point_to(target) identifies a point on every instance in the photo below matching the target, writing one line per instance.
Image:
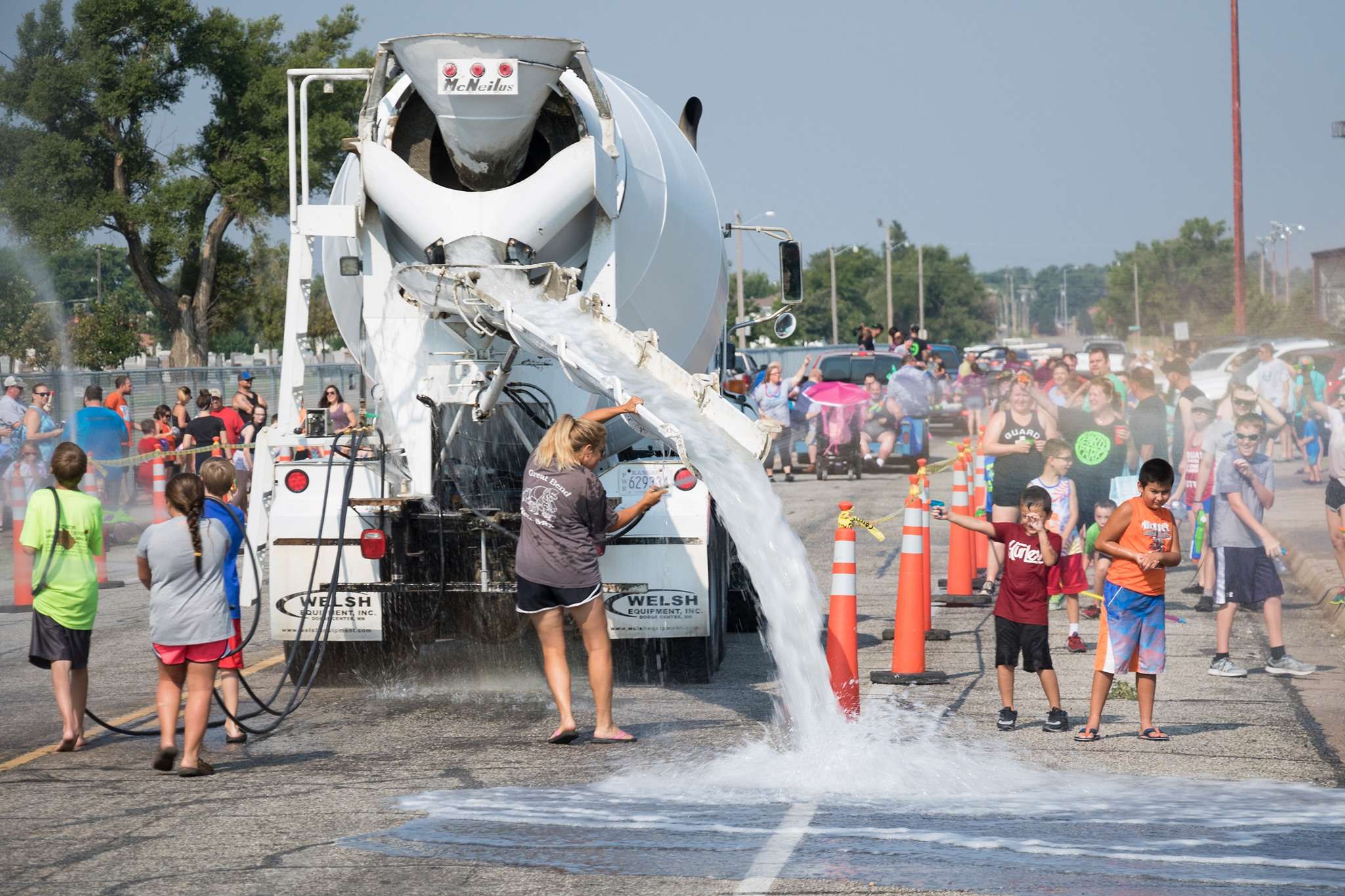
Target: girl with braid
(182, 562)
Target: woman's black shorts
(536, 598)
(51, 643)
(1012, 637)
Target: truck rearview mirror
(791, 272)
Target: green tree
(77, 155)
(105, 333)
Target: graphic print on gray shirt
(186, 606)
(1231, 532)
(565, 516)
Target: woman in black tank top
(1015, 438)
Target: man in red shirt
(1021, 608)
(118, 402)
(229, 417)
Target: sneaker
(1227, 668)
(1287, 666)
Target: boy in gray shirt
(1246, 551)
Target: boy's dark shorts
(1015, 637)
(51, 641)
(1245, 575)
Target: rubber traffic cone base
(884, 677)
(931, 634)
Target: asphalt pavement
(474, 716)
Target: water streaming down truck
(489, 174)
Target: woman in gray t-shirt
(182, 562)
(565, 517)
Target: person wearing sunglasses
(1334, 416)
(39, 427)
(1218, 442)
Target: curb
(1319, 585)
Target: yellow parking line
(120, 720)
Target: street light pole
(835, 327)
(887, 254)
(738, 268)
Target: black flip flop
(163, 759)
(563, 736)
(200, 771)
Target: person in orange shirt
(1141, 538)
(118, 402)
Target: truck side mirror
(791, 273)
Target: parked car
(1216, 368)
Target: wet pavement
(286, 807)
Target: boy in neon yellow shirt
(65, 585)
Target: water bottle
(1199, 538)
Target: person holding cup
(1099, 437)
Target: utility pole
(887, 254)
(1134, 269)
(920, 281)
(835, 327)
(1239, 259)
(738, 268)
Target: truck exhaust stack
(486, 119)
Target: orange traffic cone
(843, 640)
(22, 562)
(160, 484)
(978, 505)
(89, 485)
(908, 661)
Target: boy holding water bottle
(1246, 553)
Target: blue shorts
(1130, 631)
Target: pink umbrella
(838, 394)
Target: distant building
(1329, 285)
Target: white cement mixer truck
(493, 178)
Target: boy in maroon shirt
(1021, 608)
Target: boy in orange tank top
(1141, 538)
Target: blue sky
(1023, 133)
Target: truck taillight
(373, 544)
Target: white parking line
(778, 849)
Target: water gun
(1199, 538)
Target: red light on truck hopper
(373, 544)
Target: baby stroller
(839, 419)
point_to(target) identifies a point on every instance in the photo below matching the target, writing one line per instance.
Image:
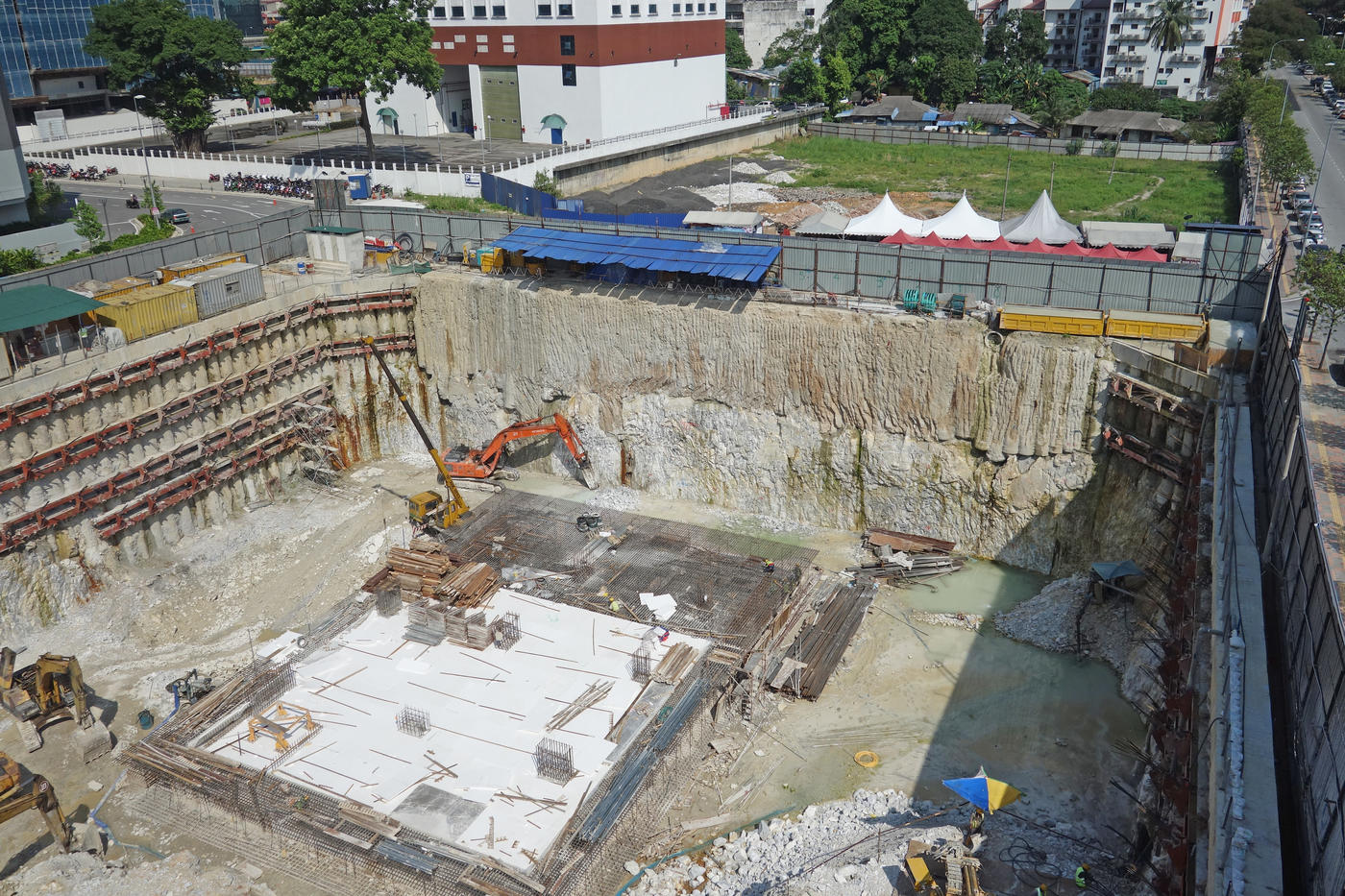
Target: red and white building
(555, 71)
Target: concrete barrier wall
(1060, 147)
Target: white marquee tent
(1041, 222)
(962, 221)
(884, 221)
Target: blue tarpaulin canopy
(1113, 570)
(746, 264)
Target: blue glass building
(42, 51)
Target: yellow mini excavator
(19, 795)
(428, 509)
(47, 691)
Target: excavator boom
(456, 505)
(481, 465)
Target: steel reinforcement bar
(110, 381)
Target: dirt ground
(211, 600)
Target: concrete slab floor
(930, 702)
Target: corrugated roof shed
(36, 305)
(746, 264)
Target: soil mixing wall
(800, 415)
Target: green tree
(1018, 37)
(1267, 23)
(358, 46)
(1125, 96)
(46, 198)
(179, 62)
(791, 44)
(735, 53)
(17, 260)
(868, 34)
(1322, 275)
(944, 30)
(1167, 23)
(86, 222)
(802, 83)
(836, 83)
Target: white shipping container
(219, 289)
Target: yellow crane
(428, 507)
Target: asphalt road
(208, 210)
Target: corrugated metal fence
(884, 133)
(1231, 282)
(1230, 285)
(1305, 615)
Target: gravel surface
(85, 875)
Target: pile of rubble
(802, 855)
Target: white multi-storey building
(1110, 37)
(565, 71)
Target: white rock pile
(795, 855)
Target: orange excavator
(484, 463)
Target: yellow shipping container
(1156, 325)
(1069, 322)
(121, 287)
(148, 311)
(188, 268)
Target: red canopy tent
(903, 238)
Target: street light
(1270, 58)
(150, 191)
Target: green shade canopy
(36, 305)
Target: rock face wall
(811, 416)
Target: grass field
(1139, 190)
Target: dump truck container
(1156, 325)
(219, 289)
(188, 268)
(1066, 322)
(150, 311)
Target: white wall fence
(450, 181)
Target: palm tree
(1167, 22)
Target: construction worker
(974, 824)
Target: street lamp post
(1270, 57)
(150, 191)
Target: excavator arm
(456, 505)
(481, 465)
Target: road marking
(1328, 479)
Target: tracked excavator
(47, 691)
(484, 463)
(428, 509)
(19, 795)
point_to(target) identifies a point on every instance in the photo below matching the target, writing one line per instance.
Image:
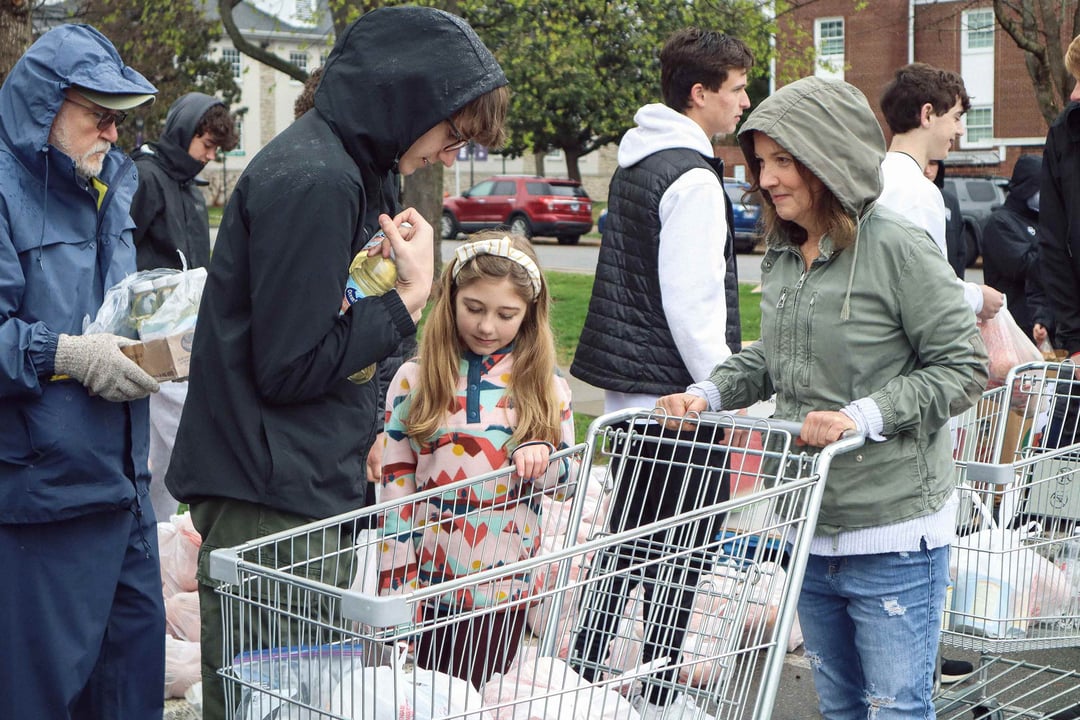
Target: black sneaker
(954, 670)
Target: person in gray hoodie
(862, 330)
(169, 207)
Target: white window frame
(977, 111)
(983, 32)
(829, 64)
(299, 58)
(239, 150)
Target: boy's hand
(415, 255)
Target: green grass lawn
(570, 293)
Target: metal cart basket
(314, 638)
(1015, 565)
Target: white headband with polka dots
(502, 247)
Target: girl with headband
(484, 394)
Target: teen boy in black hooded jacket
(273, 432)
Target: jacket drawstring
(44, 214)
(136, 510)
(846, 308)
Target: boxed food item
(163, 358)
(159, 308)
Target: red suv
(525, 204)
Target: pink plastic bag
(1007, 345)
(181, 616)
(178, 543)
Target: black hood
(1027, 175)
(380, 97)
(172, 147)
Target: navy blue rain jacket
(63, 453)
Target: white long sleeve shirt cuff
(709, 392)
(867, 418)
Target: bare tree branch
(250, 49)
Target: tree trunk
(572, 166)
(423, 190)
(15, 32)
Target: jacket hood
(180, 123)
(70, 55)
(659, 127)
(1027, 175)
(395, 73)
(829, 127)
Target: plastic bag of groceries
(1007, 345)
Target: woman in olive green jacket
(864, 327)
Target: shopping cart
(1016, 561)
(313, 648)
(1037, 407)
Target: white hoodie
(693, 231)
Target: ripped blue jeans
(872, 625)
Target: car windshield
(737, 192)
(567, 190)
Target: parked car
(747, 215)
(526, 204)
(977, 197)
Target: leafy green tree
(170, 43)
(579, 69)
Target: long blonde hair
(530, 390)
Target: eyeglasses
(104, 119)
(459, 139)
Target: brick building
(833, 39)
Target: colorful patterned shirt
(478, 525)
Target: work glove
(96, 362)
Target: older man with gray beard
(82, 632)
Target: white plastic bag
(1000, 584)
(548, 689)
(301, 676)
(390, 693)
(183, 666)
(181, 616)
(1007, 345)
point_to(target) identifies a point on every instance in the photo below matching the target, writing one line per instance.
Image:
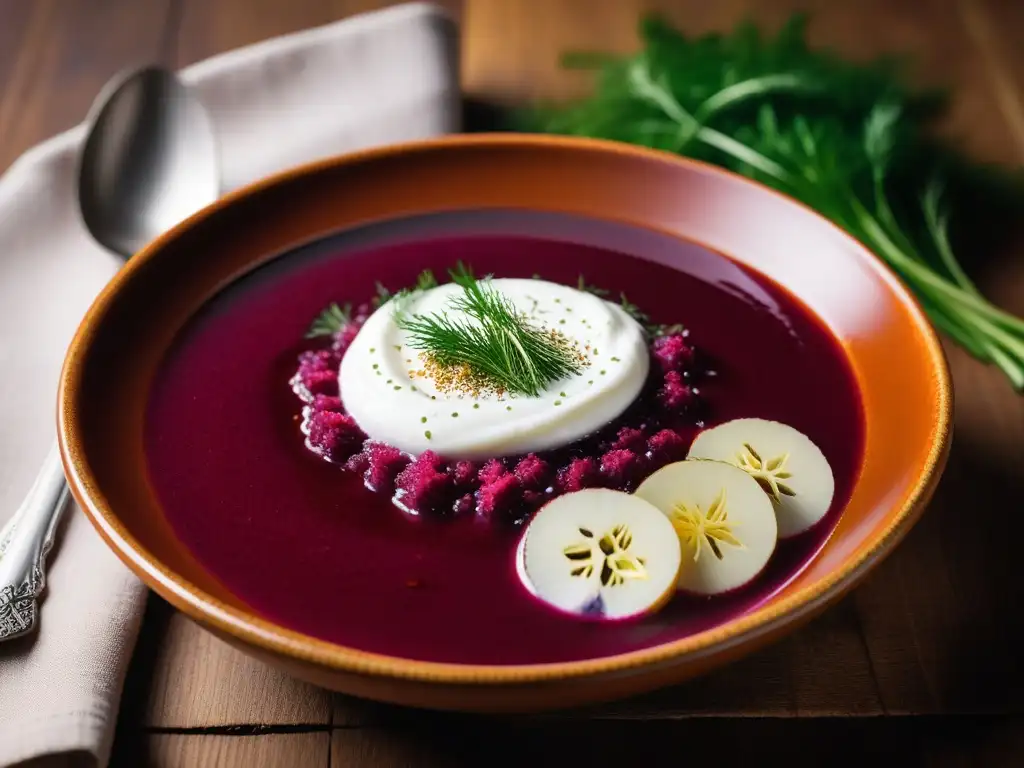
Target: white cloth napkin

========

Please rewrite every line of the items above as a numbered list, skipping blank lines and leaving the pictures out.

> [CORRECT OUTPUT]:
1. point_to(target) identifies a point on every instance in the photo below matching the target, writing one line per instance.
2. Image:
3. Target: girl with braid
4. (182, 562)
5. Target: woman's black shorts
6. (536, 598)
7. (51, 643)
8. (1012, 637)
9. Target: truck rearview mirror
10. (791, 272)
11. Target: green tree
12. (77, 155)
13. (105, 333)
14. Target: graphic print on gray shirt
15. (186, 606)
16. (1231, 532)
17. (565, 516)
18. Target: woman in black tank top
19. (1015, 438)
20. Target: man in red shirt
21. (1021, 608)
22. (118, 402)
23. (229, 417)
24. Target: sneaker
25. (1227, 668)
26. (1287, 666)
27. Target: boy in gray shirt
28. (1246, 551)
29. Target: boy's dark shorts
30. (1015, 637)
31. (51, 641)
32. (1245, 575)
33. Target: rubber traffic cone base
34. (884, 677)
35. (931, 634)
36. Target: asphalt pavement
37. (474, 716)
38. Target: water streaming down truck
39. (489, 174)
40. Target: woman in gray t-shirt
41. (182, 562)
42. (565, 517)
43. Target: person wearing sunglasses
44. (1334, 416)
45. (39, 427)
46. (1218, 442)
47. Target: curb
48. (1319, 585)
49. Target: yellow parking line
50. (120, 720)
51. Target: street light pole
52. (835, 327)
53. (887, 254)
54. (738, 268)
55. Target: black flip flop
56. (163, 759)
57. (563, 736)
58. (200, 771)
59. Target: person in orange shirt
60. (1141, 538)
61. (118, 402)
62. Target: truck side mirror
63. (791, 273)
64. Target: parked car
65. (1216, 368)
66. Target: wet pavement
67. (286, 807)
68. Target: boy in neon yellow shirt
69. (65, 585)
70. Target: water bottle
71. (1199, 538)
72. Target: person holding cup
73. (1099, 437)
74. Target: utility pole
75. (887, 254)
76. (1134, 269)
77. (920, 281)
78. (835, 327)
79. (1239, 259)
80. (738, 268)
81. Target: truck exhaust stack
82. (486, 119)
83. Target: orange traffic cone
84. (843, 640)
85. (22, 562)
86. (160, 484)
87. (978, 505)
88. (89, 485)
89. (908, 661)
90. Target: boy holding water bottle
91. (1246, 553)
92. Target: blue shorts
93. (1130, 631)
94. Target: pink umbrella
95. (838, 394)
96. Target: distant building
97. (1329, 285)
98. Target: white cement mixer truck
99. (493, 178)
100. Target: boy in maroon shirt
101. (1021, 608)
102. Target: boy in orange tank top
103. (1141, 538)
104. Target: blue sky
105. (1023, 133)
106. Target: truck taillight
107. (373, 544)
108. Target: white parking line
109. (778, 849)
110. Target: water gun
111. (1199, 538)
112. Target: red light on truck hopper
113. (373, 544)
114. Target: baby stroller
115. (839, 419)
116. point_to(target) identifies a point on every instance in the photo below matching the target, writing one line per instance.
117. Image:
118. Target: red and white building
119. (555, 71)
120. Target: concrete barrier wall
121. (1060, 147)
122. Target: white marquee tent
123. (1041, 222)
124. (962, 221)
125. (884, 221)
126. Target: blue tarpaulin canopy
127. (1113, 570)
128. (746, 264)
129. Target: blue glass building
130. (42, 51)
131. Target: yellow mini excavator
132. (19, 795)
133. (428, 509)
134. (47, 691)
135. Target: excavator boom
136. (456, 505)
137. (481, 465)
138. Target: steel reinforcement bar
139. (110, 381)
140. Target: dirt ground
141. (211, 600)
142. Target: concrete slab floor
143. (930, 702)
144. Target: corrugated roof shed
145. (36, 305)
146. (746, 264)
147. Target: soil mixing wall
148. (800, 415)
149. Target: green tree
150. (1018, 37)
151. (1267, 23)
152. (358, 46)
153. (1125, 96)
154. (46, 198)
155. (179, 62)
156. (791, 44)
157. (735, 53)
158. (17, 260)
159. (868, 34)
160. (1322, 275)
161. (944, 30)
162. (1167, 23)
163. (86, 222)
164. (802, 83)
165. (836, 83)
166. Target: white shipping container
167. (219, 289)
168. Target: yellow crane
169. (428, 507)
170. Target: asphalt road
171. (208, 210)
172. Target: corrugated metal fence
173. (884, 133)
174. (1231, 282)
175. (1230, 285)
176. (1305, 615)
177. Target: gravel surface
178. (85, 875)
179. Target: pile of rubble
180. (802, 855)
181. Target: white multi-storey building
182. (1110, 37)
183. (565, 71)
184. Target: white rock pile
185. (795, 855)
186. Target: orange excavator
187. (484, 463)
188. Target: yellow shipping container
189. (1156, 325)
190. (1069, 322)
191. (121, 287)
192. (148, 311)
193. (188, 268)
194. Target: red canopy tent
195. (903, 238)
196. Target: street light
197. (1270, 58)
198. (150, 191)
199. Target: green shade canopy
200. (36, 305)
201. Target: rock face wall
202. (811, 416)
203. Target: grass field
204. (1139, 190)
205. Target: dump truck container
206. (1156, 325)
207. (219, 289)
208. (188, 268)
209. (1066, 322)
210. (150, 311)
211. Target: white wall fence
212. (450, 181)
213. Target: palm tree
214. (1167, 22)
215. Target: construction worker
216. (974, 824)
217. Target: street lamp post
218. (1270, 57)
219. (150, 191)
220. Target: excavator arm
221. (456, 505)
222. (481, 465)
223. Target: road marking
224. (1328, 479)
225. Target: tracked excavator
226. (47, 691)
227. (484, 463)
228. (428, 509)
229. (19, 795)
230. point_to(target) identifies a point on every instance in the photo below matching the target, writing one line per instance.
231. Image:
232. Target: black sneaker
233. (954, 670)
234. Target: person in gray hoodie
235. (862, 330)
236. (169, 207)
237. Target: white window frame
238. (977, 111)
239. (983, 32)
240. (829, 64)
241. (299, 58)
242. (239, 150)
243. Target: boy's hand
244. (415, 255)
245. Target: green grass lawn
246. (570, 293)
247. Target: metal cart basket
248. (314, 638)
249. (1015, 565)
250. Target: white headband with polka dots
251. (502, 247)
252. Target: girl with headband
253. (484, 394)
254. Target: teen boy in black hooded jacket
255. (273, 432)
256. Target: jacket drawstring
257. (44, 214)
258. (136, 510)
259. (846, 308)
260. Target: boxed food item
261. (163, 358)
262. (159, 308)
263. Target: red suv
264. (525, 204)
265. Target: pink plastic bag
266. (1007, 345)
267. (181, 616)
268. (178, 543)
269. Target: black hood
270. (1027, 175)
271. (380, 97)
272. (172, 147)
273. Target: navy blue rain jacket
274. (63, 453)
275. Target: white long sleeve shirt cuff
276. (709, 392)
277. (867, 418)
278. Target: bare tree branch
279. (250, 49)
280. Target: tree trunk
281. (572, 166)
282. (423, 190)
283. (15, 32)
284. Target: jacket hood
285. (180, 123)
286. (70, 55)
287. (659, 127)
288. (1027, 175)
289. (395, 73)
290. (829, 127)
291. Target: plastic bag of groceries
292. (1007, 345)
293. Target: woman in olive green jacket
294. (864, 327)
295. Target: shopping cart
296. (1016, 561)
297. (313, 648)
298. (1037, 407)
299. Target: white hoodie
300. (693, 231)
301. Target: ripped blue jeans
302. (872, 625)
303. Target: car windshield
304. (737, 192)
305. (567, 190)
306. Target: parked car
307. (747, 215)
308. (526, 204)
309. (977, 197)
310. Target: leafy green tree
311. (170, 43)
312. (579, 69)
313. Target: long blonde hair
314. (530, 390)
315. Target: eyeglasses
316. (104, 119)
317. (459, 139)
318. Target: brick building
319. (833, 39)
320. Target: colorful patterned shirt
321. (478, 525)
322. Target: work glove
323. (96, 362)
324. Target: older man with gray beard
325. (82, 632)
326. Target: white plastic bag
327. (1000, 584)
328. (548, 689)
329. (301, 676)
330. (390, 693)
331. (183, 666)
332. (181, 616)
333. (1007, 345)
334. point_to(target) identifies a point on every instance in the photo below matching the target, writing one line per instance.
335. Image:
336. Target: white cloth napkin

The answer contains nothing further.